### What the task requires:
Copy the rows from the line holding "of the dark" through the line holding "pixel 177 718", inclusive, requests included. Multiply every coordinate in the answers by 2.05 and round to whole numbers, halves up, leaving the requests unchanged.

--- BEGIN ---

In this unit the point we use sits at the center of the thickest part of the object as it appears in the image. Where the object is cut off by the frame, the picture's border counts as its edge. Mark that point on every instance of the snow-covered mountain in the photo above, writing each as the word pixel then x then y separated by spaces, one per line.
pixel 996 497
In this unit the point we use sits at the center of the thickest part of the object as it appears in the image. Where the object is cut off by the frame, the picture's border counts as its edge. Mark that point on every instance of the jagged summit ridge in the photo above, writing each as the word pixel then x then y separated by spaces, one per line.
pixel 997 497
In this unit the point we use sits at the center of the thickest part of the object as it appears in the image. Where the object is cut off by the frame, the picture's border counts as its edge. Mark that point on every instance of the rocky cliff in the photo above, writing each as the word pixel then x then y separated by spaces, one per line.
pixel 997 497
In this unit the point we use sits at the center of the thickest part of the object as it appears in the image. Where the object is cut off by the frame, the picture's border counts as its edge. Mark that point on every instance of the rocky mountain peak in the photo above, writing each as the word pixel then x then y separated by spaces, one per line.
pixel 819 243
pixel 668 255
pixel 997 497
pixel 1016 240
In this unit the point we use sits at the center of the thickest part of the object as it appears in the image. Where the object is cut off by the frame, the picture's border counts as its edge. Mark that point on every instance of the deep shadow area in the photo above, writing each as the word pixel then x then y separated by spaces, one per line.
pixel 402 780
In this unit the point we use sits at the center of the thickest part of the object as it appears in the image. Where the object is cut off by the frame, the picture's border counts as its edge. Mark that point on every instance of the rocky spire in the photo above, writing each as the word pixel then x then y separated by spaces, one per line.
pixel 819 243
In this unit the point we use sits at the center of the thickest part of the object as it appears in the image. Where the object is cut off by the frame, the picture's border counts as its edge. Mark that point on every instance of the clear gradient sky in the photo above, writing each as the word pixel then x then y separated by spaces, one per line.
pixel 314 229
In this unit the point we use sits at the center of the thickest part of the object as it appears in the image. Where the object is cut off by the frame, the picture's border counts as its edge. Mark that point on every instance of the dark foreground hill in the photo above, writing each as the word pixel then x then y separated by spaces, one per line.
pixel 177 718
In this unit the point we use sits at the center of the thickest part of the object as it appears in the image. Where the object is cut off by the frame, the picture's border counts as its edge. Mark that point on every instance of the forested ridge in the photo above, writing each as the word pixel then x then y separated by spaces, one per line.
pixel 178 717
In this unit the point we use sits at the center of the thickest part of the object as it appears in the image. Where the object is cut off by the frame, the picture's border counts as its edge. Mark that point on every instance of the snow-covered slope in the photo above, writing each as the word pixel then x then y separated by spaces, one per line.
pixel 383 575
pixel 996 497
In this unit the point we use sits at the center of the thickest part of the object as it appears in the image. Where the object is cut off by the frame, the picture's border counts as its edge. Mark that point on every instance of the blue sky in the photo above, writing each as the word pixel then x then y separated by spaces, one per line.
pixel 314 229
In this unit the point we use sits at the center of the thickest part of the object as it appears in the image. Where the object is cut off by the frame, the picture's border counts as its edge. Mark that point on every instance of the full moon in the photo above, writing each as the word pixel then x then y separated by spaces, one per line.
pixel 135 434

--- END ---

### Exercise result:
In this unit the point we use sits at the center of the thickest part of the object as it appears in the image. Where the object is cut off by the frame, the picture's border counts as its edge. Mark that point on every instance of the dark foreground hill in the photo above, writing each as the word pixel then x then y separated by spaces, one per line.
pixel 363 1472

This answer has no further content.